_Instructions to follow_
The "Please spot the pig's black" line through the end of the listing below is what to set down, word for word, and nothing else.

_Supplied entries_
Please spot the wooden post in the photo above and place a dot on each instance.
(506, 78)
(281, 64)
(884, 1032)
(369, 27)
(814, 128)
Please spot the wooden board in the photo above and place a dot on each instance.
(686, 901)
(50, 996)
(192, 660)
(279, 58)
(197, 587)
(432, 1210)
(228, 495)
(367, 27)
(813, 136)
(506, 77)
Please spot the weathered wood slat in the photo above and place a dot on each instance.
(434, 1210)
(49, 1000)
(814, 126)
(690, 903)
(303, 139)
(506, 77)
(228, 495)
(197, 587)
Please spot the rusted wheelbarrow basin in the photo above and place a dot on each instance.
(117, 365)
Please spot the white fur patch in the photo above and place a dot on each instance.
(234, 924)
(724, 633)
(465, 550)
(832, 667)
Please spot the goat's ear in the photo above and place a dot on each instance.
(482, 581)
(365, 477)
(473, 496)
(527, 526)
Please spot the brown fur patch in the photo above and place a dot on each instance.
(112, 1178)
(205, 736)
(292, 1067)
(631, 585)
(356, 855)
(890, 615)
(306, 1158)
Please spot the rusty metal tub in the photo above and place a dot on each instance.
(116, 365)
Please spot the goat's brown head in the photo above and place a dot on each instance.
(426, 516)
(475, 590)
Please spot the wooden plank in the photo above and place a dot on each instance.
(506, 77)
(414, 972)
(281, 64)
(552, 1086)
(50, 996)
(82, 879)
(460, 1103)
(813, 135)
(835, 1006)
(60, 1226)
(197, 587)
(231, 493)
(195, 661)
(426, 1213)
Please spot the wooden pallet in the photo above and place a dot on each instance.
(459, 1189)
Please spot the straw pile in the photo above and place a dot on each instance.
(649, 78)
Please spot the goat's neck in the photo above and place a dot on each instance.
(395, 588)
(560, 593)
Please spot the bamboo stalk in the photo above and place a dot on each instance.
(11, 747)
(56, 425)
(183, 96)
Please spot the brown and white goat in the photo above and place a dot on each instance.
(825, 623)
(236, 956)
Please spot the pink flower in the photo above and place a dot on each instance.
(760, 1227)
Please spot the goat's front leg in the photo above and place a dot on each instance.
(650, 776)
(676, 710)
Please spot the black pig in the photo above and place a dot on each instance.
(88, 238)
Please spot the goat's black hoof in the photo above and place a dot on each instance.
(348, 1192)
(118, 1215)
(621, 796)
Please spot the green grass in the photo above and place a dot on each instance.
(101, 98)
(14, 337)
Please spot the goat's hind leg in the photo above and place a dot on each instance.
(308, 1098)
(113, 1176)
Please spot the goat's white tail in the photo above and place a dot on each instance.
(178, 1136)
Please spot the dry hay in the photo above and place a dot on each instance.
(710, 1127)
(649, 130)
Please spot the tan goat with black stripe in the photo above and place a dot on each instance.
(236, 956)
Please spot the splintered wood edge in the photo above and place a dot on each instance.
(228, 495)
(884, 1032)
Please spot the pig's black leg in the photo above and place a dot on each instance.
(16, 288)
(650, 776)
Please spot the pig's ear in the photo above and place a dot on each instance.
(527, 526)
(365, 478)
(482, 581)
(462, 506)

_Reply to the exercise_
Please spot the pig's black leg in the photo above and place a dot on each instance.
(16, 288)
(650, 776)
Please spot the pig's ear in the photo above and place a dot on each instance.
(527, 526)
(365, 478)
(482, 581)
(462, 506)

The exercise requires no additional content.